* **WRITTEN TASK A**
Name each member of Hiddleston's family identified by name in the Telegraph interview below, along with that person's relationship to him.
* **WRITTEN TASK B**
Condense the paragraph of the Telegraph interview below that begins "Born in London in 1981" into a bulleted list that keeps its main facts.
* **WRITTEN TASK C**
According to the Telegraph interview below, which performance of Coriolanus will National Theatre Live broadcast in cinemas?

Tom’s interview for The Telegraph

The Telegraph has published a new exclusive interview with Tom on their website. Read it below:

There is an electric atmosphere in the auditorium of the Donmar Warehouse – more befitting a rock concert than a Shakespearean tragedy – as the audience waits for a preview performance of Coriolanus to begin. Five years since he last appeared on this small stage as a little-known actor, Tom Hiddleston is returning as a bona fide film star.
At 32 Hiddleston has achieved the kind of success that most young actors can only dream of. His performance as

Captain Nicholls in Steven Spielberg’s 2011 adaptation of the National Theatre’s War Horse was by far the film’s most memorable. But it is as Loki in Marvel Comics’ blockbusting Thor franchise that Hiddleston has generated an obsessive following.

When he made a surprise appearance in character at the international Comic-Con convention in San Diego last summer, some members of the hysterical 7,000-strong crowd actually knelt in worship. At last count, his Twitter following was approaching a million.

‘It’s mad and bananas and amazing,’ Hiddleston tells me, over a restorative full English breakfast at a central London hotel, the morning after the Coriolanus preview. ‘But I can handle it for the simple reason that it genuinely feels like it’s not real. You know when you go to a fancy dress party and everyone looks incredible and there are crazy things hanging from the ceiling? For about five hours or so, you enter into another world and then, when you come out of it, you are sitting at home with a cup of tea and a biscuit and you’re thinking to yourself, “Well, that was weird. Fun, but weird.” That’s exactly what it feels like.’

Hiddleston’s Coriolanus is a masterclass in layering; a celebrated warrior with matinee-idol looks who is part venomous despot, part isolated soul-searcher. For a full two and a half hours, the 6ft 1in actor commands the stage with a complexity that leaves the audience in silent rapture. ‘Hiddleston gives a powerhouse performance,’ was the Telegraph critic Charles Spencer’s verdict. ‘The mixture of charisma and emotional truth in his performance is very special indeed.’

Little wonder that Coriolanus will be only the second Donmar Warehouse production to be shown live in cinemas around the world when National Theatre Live broadcasts the January 30 performance. ‘It is a huge and slightly overwhelming privilege,’ Hiddleston says. ‘I feel incredibly excited about it.’

Whatever it is that makes someone a star, Hiddleston has it in abundance. ‘Tom has a timeless leading-man quality,’ says the Mexican director Guillermo del Toro, who will direct him alongside Jessica Chastain in the gothic ghost story Crimson Peak after Coriolanus closes next month. ‘He is simultaneously vulnerable and magnetic.’ ‘I’m painfully aware of the fragility of things,’ Hiddleston admits. ‘Because the hard bits are always just around the corner from the easy bits.’

Born in London in 1981, Hiddleston moved at the age of 10 to Oxford, where his father, James, managed a company that helped university researchers commercialise their work. Like his older sister, Sarah, and his younger sister, Emma (‘my best friends in the world’), Hiddleston was privately educated, at the Dragon School in Oxford and Eton. Cambridge University followed.

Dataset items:

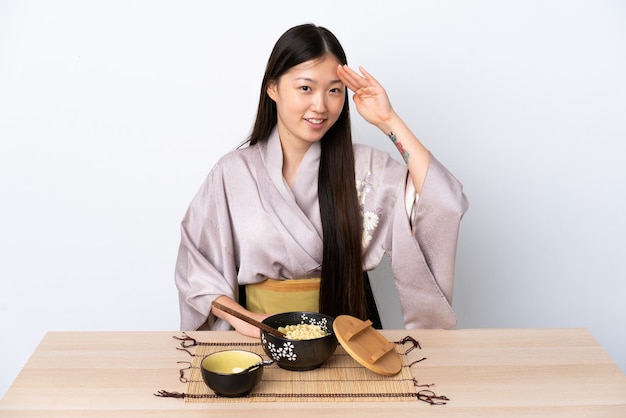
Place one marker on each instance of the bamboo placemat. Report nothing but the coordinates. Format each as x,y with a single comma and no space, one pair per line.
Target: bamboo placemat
340,378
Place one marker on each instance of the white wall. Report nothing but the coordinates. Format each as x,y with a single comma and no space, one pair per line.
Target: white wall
112,113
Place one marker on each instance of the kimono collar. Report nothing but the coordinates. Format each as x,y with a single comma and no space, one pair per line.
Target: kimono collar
273,157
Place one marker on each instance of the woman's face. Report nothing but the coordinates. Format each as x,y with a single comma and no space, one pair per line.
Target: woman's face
309,99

* **COMPLETE ANSWER A**
- James: his father
- Sarah: his older sister
- Emma: his younger sister

* **COMPLETE ANSWER B**
- Hiddleston was born in London in 1981.
- At age 10 he moved to Oxford, where his father, James, managed a company that helped university researchers commercialise their work.
- He has an older sister, Sarah, and a younger sister, Emma, whom he calls his best friends in the world.
- Like his sisters, he was privately educated, at the Dragon School in Oxford and at Eton.
- He then attended Cambridge University.

* **COMPLETE ANSWER C**
The January 30 performance.